TEXT PASSAGE ->
──────

I’d like you to take a look around the room, and notice all the beautiful young women sitting among you. Many of these young women who are here today will be pregnant at some point in their lives. Maybe some of you already dream of being mothers. Others might be scared just by the idea of holding a baby in your arms. Maybe some of you will actively try to get pregnant. And, maybe, some of you will actively try to prevent pregnancy. Whatever your approach to the matter, it is a beautiful process of growth, self-awareness and change. However, this is complicated by the moralistic and fault finding society we live in, where people you hardly know or never met feel compelled to the right of telling you what is right and wrong for your body and life.
There is this fun conception around female’s fertility. People are convinced that it is 100% controllable, like a switch that we can turn on and off at will. That when a girl becomes sexually active, at about 17, she won’t have any reason to be pregnant unless she plans to be. And if an unplanned pregnancy occurs, the first thing they will tell her is: “I am sure you weren’t careful enough” or “You could have thought about it earlier”. I hate to break it to you, but the truth is that 45% of pregnancies are unplanned. 45%. Almost a half. Unintended pregnancies range from the married couple who would like to have children but not just yet, to the 18 year-old girl who has been sexually assaulted. And, of course, not all unintended pregnancies are unwanted. Maybe some women will decide to keep the baby, to find out later that it was the best decision of their lives. And, maybe, other women will choose a termination, and will be grateful for it forever. This kind of thinking around pregnancies being 100% controllable implies that we could deny women access to safe and legal abortion services because “they shouldn’t need it in the first place”. Here’s the truth: the illegality of abortion doesn’t stop women from getting one, but only increases the numbers of unsafe and uncontrolled medical practices whose consequences can be fatal. I would like you to point out the fact that even the most reliable form of contraception has a failure rate of about 1%. It means that out of one hundred women who will use contraception, at least one will get pregnant. That one woman is condemned to be abandoned by a society which, in the greatest majority of cases, will deny her the right to be the owner of her own body and life.

──────

AVAILABLE DATA ->

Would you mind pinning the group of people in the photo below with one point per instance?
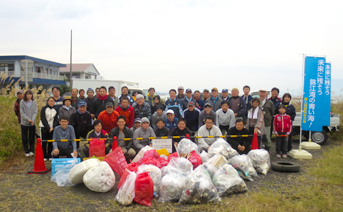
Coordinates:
(104, 115)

──────

WORK ORDER 1 ->
According to the speech on unplanned pregnancy, what share of pregnancies are unplanned?
WORK ORDER 2 ->
From the speech on unplanned pregnancy, extract the part that opens with the words containing "I’d like you" and closes with "your body and life.".
WORK ORDER 3 ->
Decide whether each statement agrees with the speech on unplanned pregnancy, and support each verdict with the deciding words from it. (a) Even the most reliable contraception fails about 1% of the time. (b) A girl becomes sexually active at about 15. (c) All unintended pregnancies are unwanted.

EXERCISE RESPONSE 1 ->
45% of pregnancies are unplanned.

EXERCISE RESPONSE 2 ->
I’d like you to take a look around the room, and notice all the beautiful young women sitting among you. Many of these young women who are here today will be pregnant at some point in their lives. Maybe some of you already dream of being mothers. Others might be scared just by the idea of holding a baby in your arms. Maybe some of you will actively try to get pregnant. And, maybe, some of you will actively try to prevent pregnancy. Whatever your approach to the matter, it is a beautiful process of growth, self-awareness and change. However, this is complicated by the moralistic and fault finding society we live in, where people you hardly know or never met feel compelled to the right of telling you what is right and wrong for your body and life.

EXERCISE RESPONSE 3 ->
(a) Yes: "even the most reliable form of contraception has a failure rate of about 1%"
(b) No: "when a girl becomes sexually active, at about 17"
(c) No: "not all unintended pregnancies are unwanted"